* [QUESTIONS ON THE MATERIAL]
1. In the OED frequency bands text, reproduce the part that opens with the words containing "Band 4 contains" and closes with "dente, satirically (adverbs).", putting "novels" in place of "fiction".
2. In the OED frequency bands text, condense the paragraph beginning "Band 5 contains words which occur between 1 and 10 times" into a bulleted list that keeps its main facts.

* [STUDY TEXT]
————————

About 1% of all non-obsolete OED entries are in Band 6.

Band 5

Band 5 contains words which occur between 1 and 10 times per million words in typical modern English usage. These tend to be restricted to literate vocabulary associated with educated discourse, although such words may still be familiar within the context of that discourse. The shift away from the everyday language found in bands 8-6 is apparent in nouns (e.g. surveillance, assimilation, tumult, penchant, paraphrase, admixture), adjectives (e.g. conditional, cumulative, arithmetic, radioactive, symptomatic, authorized, Neolithic, discontinuous, preconceived, metrical), verbs (e.g. appropriate, comprehend, presuppose, perpetuate, encircle, jeopardize, subsist, gravitate, proscribe), and adverbs (e.g. markedly, empirically, functionally, disproportionately, ad hoc, exponentially, preferentially). This band also contains the most common adjectives derived from the names of philosophers and scientists (e.g. Aristotelian, Platonic, Cartesian, Newtonian, Darwinian, Marxist, Freudian). Most words which would be seen as distinctively educated, while not being abstruse, technical, or jargon, are found in this band.

About 4% of all non-obsolete OED entries are in Band 5.

Band 4

Band 4 contains words which occur between 0.1 and 1.0 times per million words in typical modern English usage. Such words are marked by much greater specificity and a wider range of register, regionality, and subject domain than those found in bands 8-5. However, most words remain recognizable to English-speakers, and are likely be used unproblematically in fiction or journalism. Examples include overhang, life support, rewrite, nutshell, candlestick, rodeo, embouchure, insectivore (nouns), astrological, egregious, insolent, Jungian, combative, bipartisan, cocksure, methylated (adjectives), intern, sequester, galvanize, cull, plop, honk, skyrocket, subpoena, pee, decelerate, befuddle, umpire (verbs), productively, methodically, lazily, pleasurably, surreptitiously, unproblematically, electrostatically, al dente, satirically (adverbs).

About 11% of all non-obsolete OED entries are in Band 4.

————————

* [DATA EXCERPTS]

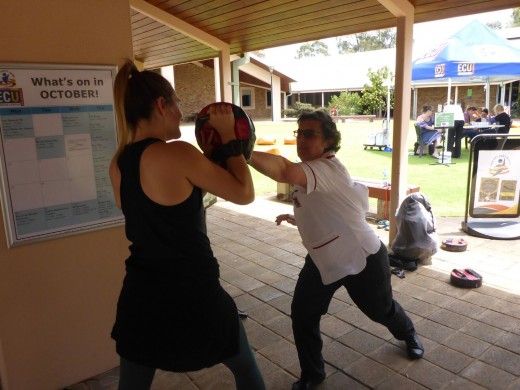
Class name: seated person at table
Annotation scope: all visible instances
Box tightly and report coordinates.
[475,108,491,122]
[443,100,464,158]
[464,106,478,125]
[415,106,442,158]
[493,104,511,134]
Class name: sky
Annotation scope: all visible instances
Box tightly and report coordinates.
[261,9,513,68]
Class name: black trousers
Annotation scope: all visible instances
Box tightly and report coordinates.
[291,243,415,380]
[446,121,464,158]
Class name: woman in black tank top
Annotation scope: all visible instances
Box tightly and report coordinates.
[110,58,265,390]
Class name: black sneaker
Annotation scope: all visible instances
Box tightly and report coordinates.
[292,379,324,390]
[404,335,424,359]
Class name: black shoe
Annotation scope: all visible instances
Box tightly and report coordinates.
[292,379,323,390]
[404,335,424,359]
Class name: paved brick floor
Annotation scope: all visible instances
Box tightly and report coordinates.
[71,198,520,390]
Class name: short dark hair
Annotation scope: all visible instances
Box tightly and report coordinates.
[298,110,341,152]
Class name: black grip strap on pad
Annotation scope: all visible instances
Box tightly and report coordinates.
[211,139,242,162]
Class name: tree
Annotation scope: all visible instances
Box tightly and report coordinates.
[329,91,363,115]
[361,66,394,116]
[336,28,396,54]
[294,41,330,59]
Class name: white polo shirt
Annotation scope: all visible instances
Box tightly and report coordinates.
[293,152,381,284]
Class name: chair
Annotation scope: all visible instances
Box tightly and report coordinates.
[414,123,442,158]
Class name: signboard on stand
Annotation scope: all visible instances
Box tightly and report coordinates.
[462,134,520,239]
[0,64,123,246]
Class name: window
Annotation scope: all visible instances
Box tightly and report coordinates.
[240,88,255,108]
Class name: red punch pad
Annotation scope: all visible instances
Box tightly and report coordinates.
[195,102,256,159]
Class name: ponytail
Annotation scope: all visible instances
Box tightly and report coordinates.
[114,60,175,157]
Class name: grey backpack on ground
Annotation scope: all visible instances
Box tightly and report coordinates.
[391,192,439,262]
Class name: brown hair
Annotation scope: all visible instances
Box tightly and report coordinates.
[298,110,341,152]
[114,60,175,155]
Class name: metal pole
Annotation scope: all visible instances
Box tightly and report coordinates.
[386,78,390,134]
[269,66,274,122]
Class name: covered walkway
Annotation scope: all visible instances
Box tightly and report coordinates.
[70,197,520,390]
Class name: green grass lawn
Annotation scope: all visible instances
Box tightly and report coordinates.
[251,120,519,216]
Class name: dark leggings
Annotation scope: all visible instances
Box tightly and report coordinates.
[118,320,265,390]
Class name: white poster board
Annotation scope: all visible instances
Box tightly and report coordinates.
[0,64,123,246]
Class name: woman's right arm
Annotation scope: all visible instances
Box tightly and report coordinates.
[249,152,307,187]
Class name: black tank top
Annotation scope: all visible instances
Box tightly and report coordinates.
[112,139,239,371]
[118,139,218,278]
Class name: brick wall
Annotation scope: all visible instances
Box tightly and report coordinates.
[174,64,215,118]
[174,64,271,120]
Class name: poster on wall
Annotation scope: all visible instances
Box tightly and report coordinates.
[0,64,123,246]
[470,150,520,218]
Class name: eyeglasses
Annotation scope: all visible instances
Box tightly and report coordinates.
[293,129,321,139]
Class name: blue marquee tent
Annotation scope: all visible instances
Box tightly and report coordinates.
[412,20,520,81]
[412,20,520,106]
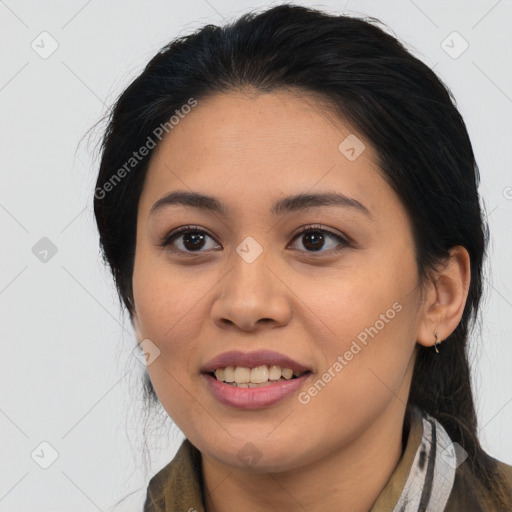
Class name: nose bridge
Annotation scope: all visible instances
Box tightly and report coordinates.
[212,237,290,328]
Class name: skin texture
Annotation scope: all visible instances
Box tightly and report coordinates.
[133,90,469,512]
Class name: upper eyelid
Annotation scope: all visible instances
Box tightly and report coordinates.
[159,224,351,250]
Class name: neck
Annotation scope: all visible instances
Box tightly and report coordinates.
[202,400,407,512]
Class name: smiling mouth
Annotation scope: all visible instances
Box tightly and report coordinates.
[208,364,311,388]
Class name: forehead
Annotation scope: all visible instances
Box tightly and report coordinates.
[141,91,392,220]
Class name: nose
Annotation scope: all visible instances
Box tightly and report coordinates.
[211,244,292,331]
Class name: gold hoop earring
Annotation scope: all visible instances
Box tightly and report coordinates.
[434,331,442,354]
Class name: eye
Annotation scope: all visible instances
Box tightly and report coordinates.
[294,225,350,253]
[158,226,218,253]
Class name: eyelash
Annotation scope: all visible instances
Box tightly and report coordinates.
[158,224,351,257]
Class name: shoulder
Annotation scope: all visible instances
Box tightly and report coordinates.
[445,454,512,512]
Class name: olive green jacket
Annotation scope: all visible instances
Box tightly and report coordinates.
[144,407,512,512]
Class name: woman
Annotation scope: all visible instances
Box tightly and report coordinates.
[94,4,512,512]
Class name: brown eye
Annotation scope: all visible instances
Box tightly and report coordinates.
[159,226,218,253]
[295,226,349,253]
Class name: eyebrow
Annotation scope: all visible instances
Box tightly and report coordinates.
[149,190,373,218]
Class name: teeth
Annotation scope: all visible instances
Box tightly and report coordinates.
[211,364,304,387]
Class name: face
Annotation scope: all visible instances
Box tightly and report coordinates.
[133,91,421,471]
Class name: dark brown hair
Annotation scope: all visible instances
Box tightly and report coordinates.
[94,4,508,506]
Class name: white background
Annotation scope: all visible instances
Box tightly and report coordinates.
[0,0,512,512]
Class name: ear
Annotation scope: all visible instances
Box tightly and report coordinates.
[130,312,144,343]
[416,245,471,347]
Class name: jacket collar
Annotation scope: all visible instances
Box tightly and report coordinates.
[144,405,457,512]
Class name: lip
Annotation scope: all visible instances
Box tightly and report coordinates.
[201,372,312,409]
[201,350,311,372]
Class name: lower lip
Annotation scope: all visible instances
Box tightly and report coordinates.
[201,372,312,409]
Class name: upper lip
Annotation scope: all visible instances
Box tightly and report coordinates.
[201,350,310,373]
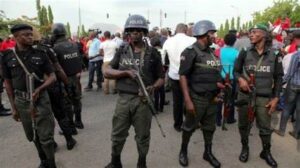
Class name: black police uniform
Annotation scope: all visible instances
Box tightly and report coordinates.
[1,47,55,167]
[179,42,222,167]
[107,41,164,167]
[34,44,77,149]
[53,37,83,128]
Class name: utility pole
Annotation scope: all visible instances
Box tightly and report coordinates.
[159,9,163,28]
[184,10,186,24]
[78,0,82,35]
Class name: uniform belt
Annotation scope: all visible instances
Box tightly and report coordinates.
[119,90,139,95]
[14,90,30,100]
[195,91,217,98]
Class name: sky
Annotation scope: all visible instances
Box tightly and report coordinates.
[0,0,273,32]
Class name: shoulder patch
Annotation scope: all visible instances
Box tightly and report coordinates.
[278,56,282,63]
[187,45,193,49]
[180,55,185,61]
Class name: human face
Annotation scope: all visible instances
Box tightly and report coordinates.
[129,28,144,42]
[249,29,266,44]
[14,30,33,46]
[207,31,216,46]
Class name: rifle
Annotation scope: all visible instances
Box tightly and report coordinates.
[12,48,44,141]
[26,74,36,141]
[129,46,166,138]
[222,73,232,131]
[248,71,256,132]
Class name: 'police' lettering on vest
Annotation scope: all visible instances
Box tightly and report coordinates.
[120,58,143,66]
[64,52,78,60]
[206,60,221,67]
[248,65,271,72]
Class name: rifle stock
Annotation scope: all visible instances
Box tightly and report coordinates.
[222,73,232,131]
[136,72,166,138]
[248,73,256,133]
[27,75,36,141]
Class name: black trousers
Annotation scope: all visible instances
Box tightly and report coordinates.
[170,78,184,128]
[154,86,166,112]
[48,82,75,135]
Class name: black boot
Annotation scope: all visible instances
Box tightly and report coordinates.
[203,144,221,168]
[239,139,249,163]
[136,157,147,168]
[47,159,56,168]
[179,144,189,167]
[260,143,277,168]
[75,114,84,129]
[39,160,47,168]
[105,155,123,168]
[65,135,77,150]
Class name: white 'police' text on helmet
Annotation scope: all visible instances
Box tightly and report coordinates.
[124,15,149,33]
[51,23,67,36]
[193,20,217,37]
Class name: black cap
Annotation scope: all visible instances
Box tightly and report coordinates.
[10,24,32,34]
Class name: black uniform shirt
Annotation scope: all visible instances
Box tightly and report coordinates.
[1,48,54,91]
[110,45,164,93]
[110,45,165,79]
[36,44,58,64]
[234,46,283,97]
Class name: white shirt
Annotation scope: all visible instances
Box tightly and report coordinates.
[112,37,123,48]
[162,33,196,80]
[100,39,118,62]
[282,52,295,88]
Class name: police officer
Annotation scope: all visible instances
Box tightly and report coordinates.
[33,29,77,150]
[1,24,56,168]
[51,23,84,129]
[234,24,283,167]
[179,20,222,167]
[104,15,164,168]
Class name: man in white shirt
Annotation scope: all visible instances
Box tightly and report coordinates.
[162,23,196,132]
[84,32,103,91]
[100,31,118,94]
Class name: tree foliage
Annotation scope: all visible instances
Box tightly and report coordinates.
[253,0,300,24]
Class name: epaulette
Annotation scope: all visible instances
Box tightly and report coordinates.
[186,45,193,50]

————————

* [RESULTS BY TASK]
1.
Band 4 contains words which occur between 0.1 and 1.0 times per million words in typical modern English usage. Such words are marked by much greater specificity and a wider range of register, regionality, and subject domain than those found in bands 8-5. However, most words remain recognizable to English-speakers, and are likely be used unproblematically in novels or journalism. Examples include overhang, life support, rewrite, nutshell, candlestick, rodeo, embouchure, insectivore (nouns), astrological, egregious, insolent, Jungian, combative, bipartisan, cocksure, methylated (adjectives), intern, sequester, galvanize, cull, plop, honk, skyrocket, subpoena, pee, decelerate, befuddle, umpire (verbs), productively, methodically, lazily, pleasurably, surreptitiously, unproblematically, electrostatically, al dente, satirically (adverbs).

2.
- Frequency: 1 to 10 occurrences per million words in typical modern English usage.
- Character: mostly literate vocabulary tied to educated discourse, though such words may be familiar within that discourse.
- Contrast: a clear shift away from the everyday language of bands 8-6.
- Nouns: surveillance, assimilation, tumult, penchant.
- Adjectives: conditional, cumulative, radioactive, Neolithic.
- Verbs: appropriate, comprehend, presuppose, jeopardize.
- Adverbs: markedly, empirically, disproportionately, exponentially.
- Also included: the most common adjectives derived from the names of philosophers and scientists, such as Aristotelian, Cartesian, Darwinian, and Freudian.
- Overall: most words that seem distinctively educated but are not abstruse, technical, or jargon fall in this band.